(Beginning of RECORDS FOR THIS EXERCISE)

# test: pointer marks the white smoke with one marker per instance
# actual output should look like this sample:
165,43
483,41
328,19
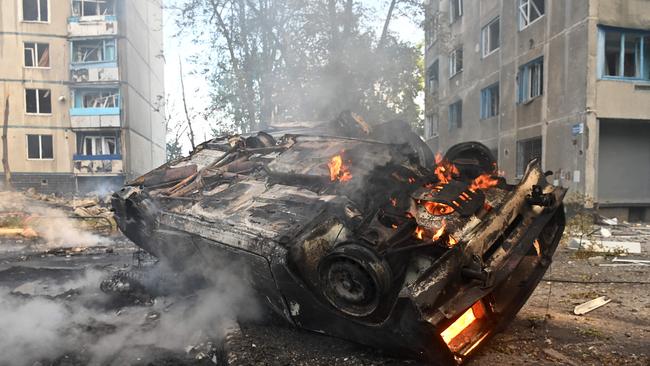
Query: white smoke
53,225
42,327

(End of RECORDS FOR THIS EXERCISE)

• EXERCISE DESCRIPTION: Repeat all the material exactly, but keep pictures out of the copy.

• EXERCISE OUTPUT:
# test: pointer marks the white smoke with one marker per instance
# actual output should look like this sample:
165,43
483,41
328,19
Query: white smoke
53,225
42,327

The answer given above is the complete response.